Convert the lines from the one containing "We already know the white breast" through the one containing "[[289, 80, 306, 94]]" into a Markdown table with two columns, Row and Line. Number each row, skip any blank lines, and include no other lines.

### Source records

'''

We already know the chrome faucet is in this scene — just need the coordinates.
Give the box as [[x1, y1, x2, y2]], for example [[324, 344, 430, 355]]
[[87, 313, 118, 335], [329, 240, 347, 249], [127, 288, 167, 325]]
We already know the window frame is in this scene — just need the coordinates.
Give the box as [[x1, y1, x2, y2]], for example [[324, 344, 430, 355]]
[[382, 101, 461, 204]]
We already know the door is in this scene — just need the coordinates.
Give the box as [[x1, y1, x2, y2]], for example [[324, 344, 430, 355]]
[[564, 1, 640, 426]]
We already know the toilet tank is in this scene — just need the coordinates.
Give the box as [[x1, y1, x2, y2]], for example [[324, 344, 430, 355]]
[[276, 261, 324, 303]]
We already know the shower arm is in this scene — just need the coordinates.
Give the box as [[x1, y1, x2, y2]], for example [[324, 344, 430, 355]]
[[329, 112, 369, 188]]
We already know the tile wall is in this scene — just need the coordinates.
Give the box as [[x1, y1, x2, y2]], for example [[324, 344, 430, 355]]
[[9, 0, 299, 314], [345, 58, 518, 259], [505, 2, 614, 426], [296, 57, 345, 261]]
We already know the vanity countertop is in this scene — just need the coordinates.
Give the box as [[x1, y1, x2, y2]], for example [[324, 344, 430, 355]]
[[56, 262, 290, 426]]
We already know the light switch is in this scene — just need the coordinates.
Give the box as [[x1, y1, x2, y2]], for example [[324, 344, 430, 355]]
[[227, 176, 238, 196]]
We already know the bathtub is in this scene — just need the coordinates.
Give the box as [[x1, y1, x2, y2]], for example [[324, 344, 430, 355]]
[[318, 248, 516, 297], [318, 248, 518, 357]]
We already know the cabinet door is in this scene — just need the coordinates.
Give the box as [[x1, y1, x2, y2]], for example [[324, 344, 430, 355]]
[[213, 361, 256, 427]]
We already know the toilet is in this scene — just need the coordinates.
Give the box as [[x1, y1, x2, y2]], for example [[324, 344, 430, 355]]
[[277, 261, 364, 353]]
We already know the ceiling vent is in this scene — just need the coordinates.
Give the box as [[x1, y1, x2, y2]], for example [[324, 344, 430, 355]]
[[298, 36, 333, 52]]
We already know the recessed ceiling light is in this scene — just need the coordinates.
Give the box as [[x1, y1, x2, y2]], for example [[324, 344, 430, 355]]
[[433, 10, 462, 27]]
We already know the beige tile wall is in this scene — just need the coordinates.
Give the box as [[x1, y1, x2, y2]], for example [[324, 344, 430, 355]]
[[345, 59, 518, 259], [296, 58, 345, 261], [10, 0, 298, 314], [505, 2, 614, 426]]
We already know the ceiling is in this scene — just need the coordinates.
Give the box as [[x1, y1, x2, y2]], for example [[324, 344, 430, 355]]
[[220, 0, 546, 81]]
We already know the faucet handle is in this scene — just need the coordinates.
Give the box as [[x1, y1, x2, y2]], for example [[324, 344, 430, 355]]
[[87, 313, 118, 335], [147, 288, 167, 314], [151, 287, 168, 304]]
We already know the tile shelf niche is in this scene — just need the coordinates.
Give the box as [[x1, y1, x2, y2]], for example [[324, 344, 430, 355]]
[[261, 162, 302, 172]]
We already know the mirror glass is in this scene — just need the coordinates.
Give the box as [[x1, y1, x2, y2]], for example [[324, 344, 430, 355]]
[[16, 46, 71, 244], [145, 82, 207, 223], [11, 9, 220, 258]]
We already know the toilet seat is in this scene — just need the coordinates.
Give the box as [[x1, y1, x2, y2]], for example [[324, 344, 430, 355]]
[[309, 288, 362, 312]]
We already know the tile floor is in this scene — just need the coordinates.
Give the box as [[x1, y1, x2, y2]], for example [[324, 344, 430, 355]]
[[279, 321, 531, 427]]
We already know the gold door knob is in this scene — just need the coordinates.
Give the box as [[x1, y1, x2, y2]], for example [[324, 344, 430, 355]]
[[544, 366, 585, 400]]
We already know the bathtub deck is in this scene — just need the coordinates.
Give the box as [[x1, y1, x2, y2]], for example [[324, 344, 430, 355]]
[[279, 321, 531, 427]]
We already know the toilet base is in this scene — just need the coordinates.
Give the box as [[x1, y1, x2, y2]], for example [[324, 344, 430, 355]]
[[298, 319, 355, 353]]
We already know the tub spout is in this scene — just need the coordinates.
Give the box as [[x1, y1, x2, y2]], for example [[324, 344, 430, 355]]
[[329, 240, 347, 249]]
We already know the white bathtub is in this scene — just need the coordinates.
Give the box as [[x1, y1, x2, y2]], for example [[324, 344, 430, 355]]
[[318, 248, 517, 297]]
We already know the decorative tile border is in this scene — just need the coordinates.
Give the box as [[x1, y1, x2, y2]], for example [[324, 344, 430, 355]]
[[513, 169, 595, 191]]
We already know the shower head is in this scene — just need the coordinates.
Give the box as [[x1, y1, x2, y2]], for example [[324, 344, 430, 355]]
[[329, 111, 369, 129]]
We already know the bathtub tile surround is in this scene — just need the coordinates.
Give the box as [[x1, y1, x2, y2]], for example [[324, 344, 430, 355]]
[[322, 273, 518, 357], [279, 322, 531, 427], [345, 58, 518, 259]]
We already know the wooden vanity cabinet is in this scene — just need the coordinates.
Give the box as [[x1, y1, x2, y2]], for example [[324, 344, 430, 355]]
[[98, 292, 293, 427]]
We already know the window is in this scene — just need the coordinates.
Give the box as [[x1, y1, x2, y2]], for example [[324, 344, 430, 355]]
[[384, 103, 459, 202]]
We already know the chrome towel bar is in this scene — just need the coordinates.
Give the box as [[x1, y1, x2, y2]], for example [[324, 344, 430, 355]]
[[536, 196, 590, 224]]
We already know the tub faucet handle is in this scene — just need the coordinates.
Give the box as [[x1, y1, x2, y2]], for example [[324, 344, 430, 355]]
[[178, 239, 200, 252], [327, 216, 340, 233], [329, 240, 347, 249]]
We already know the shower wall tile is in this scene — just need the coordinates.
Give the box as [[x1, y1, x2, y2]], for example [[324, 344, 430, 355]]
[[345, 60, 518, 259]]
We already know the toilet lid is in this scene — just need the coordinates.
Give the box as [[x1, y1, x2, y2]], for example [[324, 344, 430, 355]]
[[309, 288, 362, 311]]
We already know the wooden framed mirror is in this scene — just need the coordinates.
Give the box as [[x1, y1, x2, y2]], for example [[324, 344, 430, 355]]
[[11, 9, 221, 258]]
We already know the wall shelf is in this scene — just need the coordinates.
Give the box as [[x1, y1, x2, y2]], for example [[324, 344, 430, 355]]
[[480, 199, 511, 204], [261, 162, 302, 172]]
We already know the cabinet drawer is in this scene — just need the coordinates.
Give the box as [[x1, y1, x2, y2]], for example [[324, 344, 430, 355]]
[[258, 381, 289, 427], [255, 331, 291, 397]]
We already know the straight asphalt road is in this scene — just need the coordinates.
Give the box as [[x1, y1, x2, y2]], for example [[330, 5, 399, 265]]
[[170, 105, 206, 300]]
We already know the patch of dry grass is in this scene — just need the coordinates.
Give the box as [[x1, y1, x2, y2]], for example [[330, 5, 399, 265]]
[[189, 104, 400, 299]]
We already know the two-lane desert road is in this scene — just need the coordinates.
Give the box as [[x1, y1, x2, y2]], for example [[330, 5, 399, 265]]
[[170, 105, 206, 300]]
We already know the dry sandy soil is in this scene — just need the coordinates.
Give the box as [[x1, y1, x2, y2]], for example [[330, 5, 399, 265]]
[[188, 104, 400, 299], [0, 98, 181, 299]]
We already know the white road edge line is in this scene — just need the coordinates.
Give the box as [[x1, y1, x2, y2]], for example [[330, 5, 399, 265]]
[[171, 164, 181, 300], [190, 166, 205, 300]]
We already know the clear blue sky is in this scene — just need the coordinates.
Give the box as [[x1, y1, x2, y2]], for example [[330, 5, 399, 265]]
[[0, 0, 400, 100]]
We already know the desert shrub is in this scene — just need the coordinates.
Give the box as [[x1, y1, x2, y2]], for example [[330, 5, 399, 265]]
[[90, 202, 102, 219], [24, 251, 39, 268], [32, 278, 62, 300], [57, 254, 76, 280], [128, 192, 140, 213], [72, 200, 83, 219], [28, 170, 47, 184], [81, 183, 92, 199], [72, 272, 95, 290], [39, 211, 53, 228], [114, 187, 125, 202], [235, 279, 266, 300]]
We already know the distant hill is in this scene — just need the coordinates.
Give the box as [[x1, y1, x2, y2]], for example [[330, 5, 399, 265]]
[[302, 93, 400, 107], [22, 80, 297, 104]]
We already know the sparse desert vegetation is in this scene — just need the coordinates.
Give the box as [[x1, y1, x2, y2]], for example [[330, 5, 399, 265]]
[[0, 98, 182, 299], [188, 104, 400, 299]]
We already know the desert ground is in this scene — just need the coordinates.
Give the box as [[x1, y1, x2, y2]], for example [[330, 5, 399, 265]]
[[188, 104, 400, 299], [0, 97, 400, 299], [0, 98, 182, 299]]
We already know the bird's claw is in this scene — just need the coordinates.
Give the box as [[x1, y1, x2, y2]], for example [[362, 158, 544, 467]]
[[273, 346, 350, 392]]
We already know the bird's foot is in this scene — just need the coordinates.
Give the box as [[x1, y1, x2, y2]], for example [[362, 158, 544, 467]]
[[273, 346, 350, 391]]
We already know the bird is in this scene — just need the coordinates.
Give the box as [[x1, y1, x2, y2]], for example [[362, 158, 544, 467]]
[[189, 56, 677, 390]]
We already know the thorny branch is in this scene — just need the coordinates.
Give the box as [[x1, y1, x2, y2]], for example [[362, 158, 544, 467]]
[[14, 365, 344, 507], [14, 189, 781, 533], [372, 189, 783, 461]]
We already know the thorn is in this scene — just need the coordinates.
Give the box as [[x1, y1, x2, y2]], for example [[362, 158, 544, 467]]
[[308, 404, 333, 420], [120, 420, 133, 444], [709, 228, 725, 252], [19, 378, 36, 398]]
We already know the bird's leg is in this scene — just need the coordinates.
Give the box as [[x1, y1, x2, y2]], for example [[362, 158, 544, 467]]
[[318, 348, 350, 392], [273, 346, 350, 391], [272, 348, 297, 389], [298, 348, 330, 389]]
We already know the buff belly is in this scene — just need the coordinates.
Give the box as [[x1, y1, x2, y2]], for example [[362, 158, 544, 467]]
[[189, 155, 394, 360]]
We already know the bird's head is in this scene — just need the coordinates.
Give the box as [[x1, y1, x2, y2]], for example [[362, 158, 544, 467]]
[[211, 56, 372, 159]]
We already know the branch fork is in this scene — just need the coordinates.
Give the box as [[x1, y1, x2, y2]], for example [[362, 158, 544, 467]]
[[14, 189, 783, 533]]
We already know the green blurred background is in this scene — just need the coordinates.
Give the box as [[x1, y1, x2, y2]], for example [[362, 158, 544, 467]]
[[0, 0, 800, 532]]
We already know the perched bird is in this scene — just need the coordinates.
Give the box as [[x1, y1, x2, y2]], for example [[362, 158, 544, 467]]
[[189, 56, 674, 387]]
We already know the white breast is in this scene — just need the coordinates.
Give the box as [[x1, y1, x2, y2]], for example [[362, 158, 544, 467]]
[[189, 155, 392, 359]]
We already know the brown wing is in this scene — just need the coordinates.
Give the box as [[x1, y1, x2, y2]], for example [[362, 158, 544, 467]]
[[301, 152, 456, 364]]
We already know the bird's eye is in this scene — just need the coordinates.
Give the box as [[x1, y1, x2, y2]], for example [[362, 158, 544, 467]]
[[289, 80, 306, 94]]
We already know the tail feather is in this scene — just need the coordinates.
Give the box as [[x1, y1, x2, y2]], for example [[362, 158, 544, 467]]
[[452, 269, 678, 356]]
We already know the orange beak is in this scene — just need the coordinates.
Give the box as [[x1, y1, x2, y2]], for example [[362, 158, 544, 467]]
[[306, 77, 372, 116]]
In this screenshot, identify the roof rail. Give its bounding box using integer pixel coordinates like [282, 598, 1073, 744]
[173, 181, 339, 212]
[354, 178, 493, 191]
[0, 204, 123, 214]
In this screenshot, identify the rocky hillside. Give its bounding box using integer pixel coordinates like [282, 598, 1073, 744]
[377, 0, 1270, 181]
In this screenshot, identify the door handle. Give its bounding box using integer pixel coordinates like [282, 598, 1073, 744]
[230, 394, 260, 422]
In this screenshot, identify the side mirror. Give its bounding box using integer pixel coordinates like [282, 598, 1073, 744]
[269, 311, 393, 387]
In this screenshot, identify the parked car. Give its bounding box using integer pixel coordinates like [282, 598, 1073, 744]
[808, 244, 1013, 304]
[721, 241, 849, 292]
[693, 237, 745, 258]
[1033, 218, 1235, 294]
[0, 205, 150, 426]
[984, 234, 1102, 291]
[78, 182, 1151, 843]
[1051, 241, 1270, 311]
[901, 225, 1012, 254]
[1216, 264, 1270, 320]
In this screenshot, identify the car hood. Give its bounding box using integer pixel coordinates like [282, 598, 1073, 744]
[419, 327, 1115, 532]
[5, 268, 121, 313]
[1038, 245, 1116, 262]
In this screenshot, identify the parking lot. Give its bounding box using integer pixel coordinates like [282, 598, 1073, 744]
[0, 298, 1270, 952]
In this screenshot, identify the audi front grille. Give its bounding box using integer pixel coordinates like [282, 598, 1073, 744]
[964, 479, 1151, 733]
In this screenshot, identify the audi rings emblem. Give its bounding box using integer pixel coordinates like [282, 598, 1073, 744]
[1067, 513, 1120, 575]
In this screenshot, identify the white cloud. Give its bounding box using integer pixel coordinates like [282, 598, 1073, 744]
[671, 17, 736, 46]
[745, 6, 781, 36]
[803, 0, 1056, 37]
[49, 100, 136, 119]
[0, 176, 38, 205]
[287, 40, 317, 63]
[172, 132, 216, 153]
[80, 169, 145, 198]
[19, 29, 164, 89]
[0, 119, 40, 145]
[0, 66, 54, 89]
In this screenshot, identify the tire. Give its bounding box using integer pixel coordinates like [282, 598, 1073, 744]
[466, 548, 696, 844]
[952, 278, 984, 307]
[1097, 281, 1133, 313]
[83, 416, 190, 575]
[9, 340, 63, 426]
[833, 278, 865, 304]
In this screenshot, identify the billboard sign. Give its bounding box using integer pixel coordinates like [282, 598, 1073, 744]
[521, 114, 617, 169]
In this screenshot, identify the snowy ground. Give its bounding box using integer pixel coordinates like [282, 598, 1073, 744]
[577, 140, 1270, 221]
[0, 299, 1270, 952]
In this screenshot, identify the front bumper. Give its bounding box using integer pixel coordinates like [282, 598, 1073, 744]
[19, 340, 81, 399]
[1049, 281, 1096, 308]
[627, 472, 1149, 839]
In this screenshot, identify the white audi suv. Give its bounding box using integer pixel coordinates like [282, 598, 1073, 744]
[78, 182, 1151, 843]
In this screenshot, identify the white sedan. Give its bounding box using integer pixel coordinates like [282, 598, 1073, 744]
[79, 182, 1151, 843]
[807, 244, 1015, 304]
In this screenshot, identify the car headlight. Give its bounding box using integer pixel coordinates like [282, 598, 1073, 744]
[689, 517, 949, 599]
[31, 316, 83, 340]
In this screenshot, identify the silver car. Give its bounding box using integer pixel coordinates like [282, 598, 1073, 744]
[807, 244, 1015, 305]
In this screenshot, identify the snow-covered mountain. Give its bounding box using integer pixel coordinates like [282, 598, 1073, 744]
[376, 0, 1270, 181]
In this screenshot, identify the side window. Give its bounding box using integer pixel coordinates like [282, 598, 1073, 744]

'''

### Output for this exercise
| Row | Line |
|---|---|
| 1 | We already know the white breast is in this scene — just need the coordinates. |
| 2 | Give the box as [[x1, y1, x2, y2]], for example [[362, 158, 544, 467]] |
| 3 | [[189, 155, 392, 359]] |
| 4 | We already know the brown wing is in this scene — just need the coordinates. |
| 5 | Give the box as [[x1, y1, x2, y2]], for example [[362, 158, 544, 467]] |
| 6 | [[301, 152, 456, 364]] |
| 7 | We already know the bird's eye is in this scene — just need the coordinates. |
| 8 | Give the box as [[x1, y1, x2, y2]], for example [[362, 158, 544, 467]] |
| 9 | [[289, 80, 306, 94]] |